Primary Ciliary Dyskinesia (PCD) via the DNAI1 Gene

Primary ciliary dyskinesia (PCD) is a genetically heterogeneous disorder affecting the function of motile cilia (reviewed by Leigh et al. 2009). Motile cilia line the upper and lower respiratory airways, the ventricular system of the brain and spinal cord, and the female fallopian tubes. They are also components of the male sperm flagellum and required for sperm motility. Ciliary movement sweeps mucus, dirt, and bacteria out of the lungs, nasal passageways, and ear canals, thus protecting them from recurrent infections. In the developing embryo, nodal cilia generate a rotational motion that determines the position of the internal organs. Without functional nodal cilia, thoracoabdominal orientation is random. The hallmark features of PCD are neonatal respiratory distress, chronic coughing, and recurrent sinus or ear infections or both; 80-100% of all PCD patients have one or more of these symptoms. In about 50% of individuals with PCD, the major visceral organs are reversed from their normal positions (also called situs inversus or Kartagener’s syndrome). Fetal cerebral ventriculomegaly and hydrocephalus can also occur due to impaired circulation of the cerebrospinal fluid. In adults with PCD, male infertility and female sub-fertility are also common features. Prompt diagnosis of PCD is critical for the prevention of secondary respiratory complications, such as bronchiectasis, pneumonia, or progressive loss of lung function.

Cilia in the respiratory tract, brain, and sperm flagella consist of nine peripheral microtubule doublets surrounding two central microtubules; nodal cilia in the embryo lack the central microtubules (reviewed in Ferkol & Leigh, 2006). All motile cilia have both inner and outer dynein arms attached at regular intervals to the peripheral microtubule doublets. The dynein arms consist of heavy, intermediate, and light dynein chains, which serve as molecular motors that drive microtubule sliding. Most frequently, patients with PCD have structural defects in the outer dynein arms (ODA), rendering the cilia immotile and non-functional. DNAI1 encodes a dynein intermediate chain of the ODA, and recessive variants in DNAI1 are known to cause PCD (Zariwala et al. 2001). DNAI1 consists of 20 exons (Pennarun et al. 1999) and pathogenic variants can be found throughout the gene (Zariwala et al. 2006). A mix of single nucleotide substitutions and small insertions/deletions have been described; most variants result in premature protein termination (i.e. nonsense, frameshift, splicing), but a handful of missense variants located in conserved domains also cause PCD (Human Gene Mutation Database; www.hgmd.org). To date, no gross deletions within the DNAI1 locus have been described.

This test is predicted to detect at least one causative variant in ~9% of all patients diagnosed with PCD, and ~13% of PCD patients selected for ODA structural defects (Zariwala et al. 2006).

This test provides full coverage of all coding exons of the DNAI1 gene, plus ~10 bases of flanking noncoding DNA. We define full coverage as >20X NGS reads or Sanger sequencing.

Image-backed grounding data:
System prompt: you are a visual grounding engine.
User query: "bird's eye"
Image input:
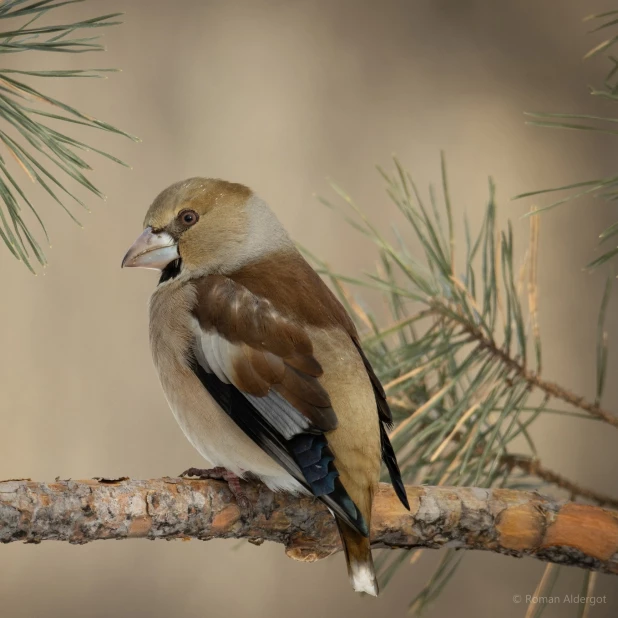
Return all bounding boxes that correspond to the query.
[178,210,199,227]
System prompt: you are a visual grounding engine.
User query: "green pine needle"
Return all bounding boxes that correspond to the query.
[0,0,137,272]
[514,11,618,269]
[303,158,610,613]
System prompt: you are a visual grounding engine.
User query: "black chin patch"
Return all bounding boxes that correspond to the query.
[159,258,182,285]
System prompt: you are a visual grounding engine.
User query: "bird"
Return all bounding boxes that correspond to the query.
[122,178,410,596]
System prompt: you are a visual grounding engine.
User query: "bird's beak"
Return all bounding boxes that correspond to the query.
[122,227,180,270]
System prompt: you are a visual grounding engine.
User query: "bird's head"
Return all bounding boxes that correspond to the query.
[122,178,292,274]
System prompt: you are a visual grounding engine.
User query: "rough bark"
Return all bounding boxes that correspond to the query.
[0,478,618,574]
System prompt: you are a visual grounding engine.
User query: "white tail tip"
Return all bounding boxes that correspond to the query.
[350,563,378,597]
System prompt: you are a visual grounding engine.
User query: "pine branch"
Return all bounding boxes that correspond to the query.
[306,154,618,600]
[0,478,618,574]
[502,455,618,510]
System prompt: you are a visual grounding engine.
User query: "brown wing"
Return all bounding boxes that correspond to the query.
[194,275,337,437]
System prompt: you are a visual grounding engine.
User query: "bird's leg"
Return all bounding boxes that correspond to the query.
[180,466,253,518]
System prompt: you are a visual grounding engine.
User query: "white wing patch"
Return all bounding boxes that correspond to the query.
[193,320,311,440]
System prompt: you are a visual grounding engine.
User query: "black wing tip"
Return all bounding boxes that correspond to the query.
[380,423,410,511]
[320,478,369,538]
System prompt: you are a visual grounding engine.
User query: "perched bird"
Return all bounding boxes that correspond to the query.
[122,178,409,595]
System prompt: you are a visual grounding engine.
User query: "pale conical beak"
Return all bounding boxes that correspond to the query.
[122,227,180,270]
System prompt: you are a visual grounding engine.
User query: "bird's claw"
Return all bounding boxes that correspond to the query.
[180,466,253,519]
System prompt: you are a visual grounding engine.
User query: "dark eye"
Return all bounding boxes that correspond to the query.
[178,210,199,227]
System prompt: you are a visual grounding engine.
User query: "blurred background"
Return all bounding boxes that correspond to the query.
[0,0,618,618]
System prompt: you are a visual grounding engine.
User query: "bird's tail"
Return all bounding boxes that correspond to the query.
[337,518,379,597]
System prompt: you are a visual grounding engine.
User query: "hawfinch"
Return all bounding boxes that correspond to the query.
[122,178,409,595]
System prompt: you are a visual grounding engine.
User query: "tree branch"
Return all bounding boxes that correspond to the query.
[0,478,618,574]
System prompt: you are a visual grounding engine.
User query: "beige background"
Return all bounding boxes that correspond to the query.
[0,0,618,618]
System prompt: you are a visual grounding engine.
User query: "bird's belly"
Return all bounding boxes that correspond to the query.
[161,373,304,493]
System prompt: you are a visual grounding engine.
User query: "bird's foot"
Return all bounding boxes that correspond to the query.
[180,466,253,519]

Exercise description:
Output the stretch of the text on primary ciliary dyskinesia from "This test is" through "or Sanger sequencing.", word for word. The records have nothing to do with the text.

Answer to the exercise:
This test is predicted to detect at least one causative variant in ~9% of all patients diagnosed with PCD, and ~13% of PCD patients selected for ODA structural defects (Zariwala et al. 2006).

This test provides full coverage of all coding exons of the DNAI1 gene, plus ~10 bases of flanking noncoding DNA. We define full coverage as >20X NGS reads or Sanger sequencing.